Texte fourni.
L’Ukraine à l’honneur
Connectée à l’actualité avec pertinence et originalité, le Hangar propose une exposition sur l’Ukraine imaginée en collaboration avec Kateryna Radchenko, à l’initiative de l’Odesa Photo Days Festival, et le Museum of Kharkiv School of Photography (Moksop). Intitulé Generations of Resilience, cet accrochage se déploie sur les trois niveaux du Hangar et présente 22 photographes ukrainien·nes appartenant à trois générations. Le premier niveau met en lumière les auteurices historiques de l’école de Kharkiv (Boris Mikhailov, Valentyna Bilousova, Yevgeniy Pavlov, Alexander Chekmenev…), un mouvement né dans les années 1970, composé de jeunes gens explorant le contexte social en défiant le système et la censure du pays, loin des images de propagande. « L’école de photographie de Kharkiv n’est ni une école officielle ni une organisation. Il s’agit d’une communauté de personnes partageant les mêmes idées, dont les idées ont dépassé leur ville, ayant un impact sur les générations suivantes et les artistes d’autres régions ukrainiennes », précise Kateryna Radchenko.
Une influence qui vient directement toucher la génération suivante que l’on retrouve au premier niveau de l’exposition. On a ainsi l’occasion de découvrir les travaux de Maxim Dondyuk sur Chernobyl, de Lisa Bukreyeva sur la vie des jeunes en Ukraine, ou encore de Vladyslav Krasnoshchok, qui en plus d’une pratique documentaire utilise aussi des archives anonymes qu’il colorise à la main – une technique inspirée de la génération précédente. On croise également les images d’Elena Subach dont l’écriture contemporaine lui a valu d’être nominée pour les Futurs Talents, en 2019. Mais aussi celles de Daria Svertilova qui s’est concentrée sur la jeunesse et le contexte culturel, social et politique dans lequel les jeunes vivent. C’est d’ailleurs un de ses portraits qui a été retenu pour réaliser l’affiche de l’exposition. Enfin, le troisième niveau met en avant les photographes émergent·es de la nouvelle génération, avec notamment une projection de travaux d’auteurices ayant suivi un programme de mentorat initié par Odesa Photo Days Festival. On y retrouve un ensemble de témoignages sensibles accompagnés des paroles des photographes.
Éloge de la diversité
Le festival n’oublie pas de faire le focus sur certains aspects de la photographie belge, avec notamment un très beau solo show de Jacques Sonck, présenté à la prestigieuse Fondation A Stichting. Les quelque 120 portraits en noir et blanc dressent une galerie étonnante qui fait parfois penser à l’œuvre de Diane Arbus. « D’une manière ou d’une autre, j’essaie de documenter les gens qui vivent dans cette époque et dans cette partie du monde que je considère comme chez moi, explique le photographe né en 1949 qui vit et travaille à Gand. Pour moi, c’est la diversité qui est intéressante : nous sommes toustes différents et cependant semblables. Peut-être mon travail apprend-il aux spectateurices à poser sur mes sujets un regard différent, plein de curiosité empathique. Le fil rouge, c’est que nous sommes toustes différent·es, et le message, que nous en sommes fier·es. »

[Extraits de données de pointage]
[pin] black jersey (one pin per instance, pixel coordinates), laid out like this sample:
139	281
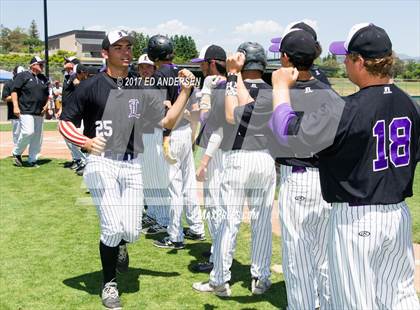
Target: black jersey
319	75
375	146
32	91
118	114
7	91
376	149
250	131
305	97
166	79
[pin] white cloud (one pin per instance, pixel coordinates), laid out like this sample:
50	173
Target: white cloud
169	27
259	27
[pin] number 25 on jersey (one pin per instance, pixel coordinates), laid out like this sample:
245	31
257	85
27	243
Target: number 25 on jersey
103	128
399	133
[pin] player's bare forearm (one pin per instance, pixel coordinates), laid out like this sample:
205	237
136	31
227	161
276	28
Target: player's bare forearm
243	95
282	79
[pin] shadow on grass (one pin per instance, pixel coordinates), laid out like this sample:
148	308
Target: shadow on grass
127	282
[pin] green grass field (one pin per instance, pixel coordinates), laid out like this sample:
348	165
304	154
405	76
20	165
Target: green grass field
49	246
344	87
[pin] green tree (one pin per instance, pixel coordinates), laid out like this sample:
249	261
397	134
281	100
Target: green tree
4	39
16	39
33	30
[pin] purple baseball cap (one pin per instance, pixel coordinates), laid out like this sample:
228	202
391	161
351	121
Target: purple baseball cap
210	52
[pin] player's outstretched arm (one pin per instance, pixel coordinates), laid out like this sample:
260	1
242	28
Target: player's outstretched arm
176	111
94	146
236	93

Objectif énoncé 1. D'après le texte sur les expositions photographiques, dans quelle ville vit et travaille Jacques Sonck ?
Objectif énoncé 2. Rédigez la suite du texte sur les expositions photographiques à partir de sa dernière phrase.

Réponse attendue 1. À Gand.

Réponse attendue 2.
Matière critique
Un autre photographe belge, Lucas Leffler, bénéficie d’une belle mise en avant à la Lee Bauwens Gallery – une ancienne imprimerie magnifiquement reconvertie en « home gallery ». On peut y voir plusieurs travaux réalisés par ce jeune artiste qui a développé un ensemble de techniques originales pour questionner notre environnement. Ses images se déploient avec beaucoup de sensibilité dans cet écrin architectural. Un peu plus loin, au centre culturel Jacques Franck, on découvre les travaux de cinq femmes pour composer une exposition dénommée (S’)empouvoirer, avec en particulier les très beaux autoportraits de la Belge Hélène Amouzou. Belges encore, Laure Winants, Lara Gasparotto, Edith Bories, Liesbetb Grupping, Hélène Petit, Dries Segers, Thomas Vandenberghe et (encore) Lucas Leffler. Les huit artistes exposé·e·s à l’Iselp interrogent chacun à leur manière le 8e art à travers Matière critique, explorations photographiques. « Face au flux dense et ininterrompu des images auxquelles nous sommes confronté·es, les artistes rassemblé·es ici posent des actes de résistance en privilégiant dans leur démarche le geste et la lenteur des procédés utilisés », analyse Marie Papazoglou, commissaire de l’exposition.
Images vibrantes
Parmi les lieux singuliers que nous avons pu découvrir, il faut citer Cloud Seven, un espace exceptionnel qui accueille dans deux bâtiments en regard des postes de coworking et une galerie sur quatre niveaux. On peut y voir Kinshasa 1960’s-2020’s, une exposition qui permet de (re)découvrir les images en noir et blanc de Jean Depara sur la capitale de la République démocratique du Congo prises dans les années 1950-1970. Face à ces images historiques pleines de légèreté, on trouve le travail poétique et charnel d’Alain Nzuzi Polo qui projette une mise en abyme de lui-même afin d’affirmer sa propre nature dans un environnement plus qu’hostile envers ceux qui ne rentrent pas dans la norme hétérosexuelle.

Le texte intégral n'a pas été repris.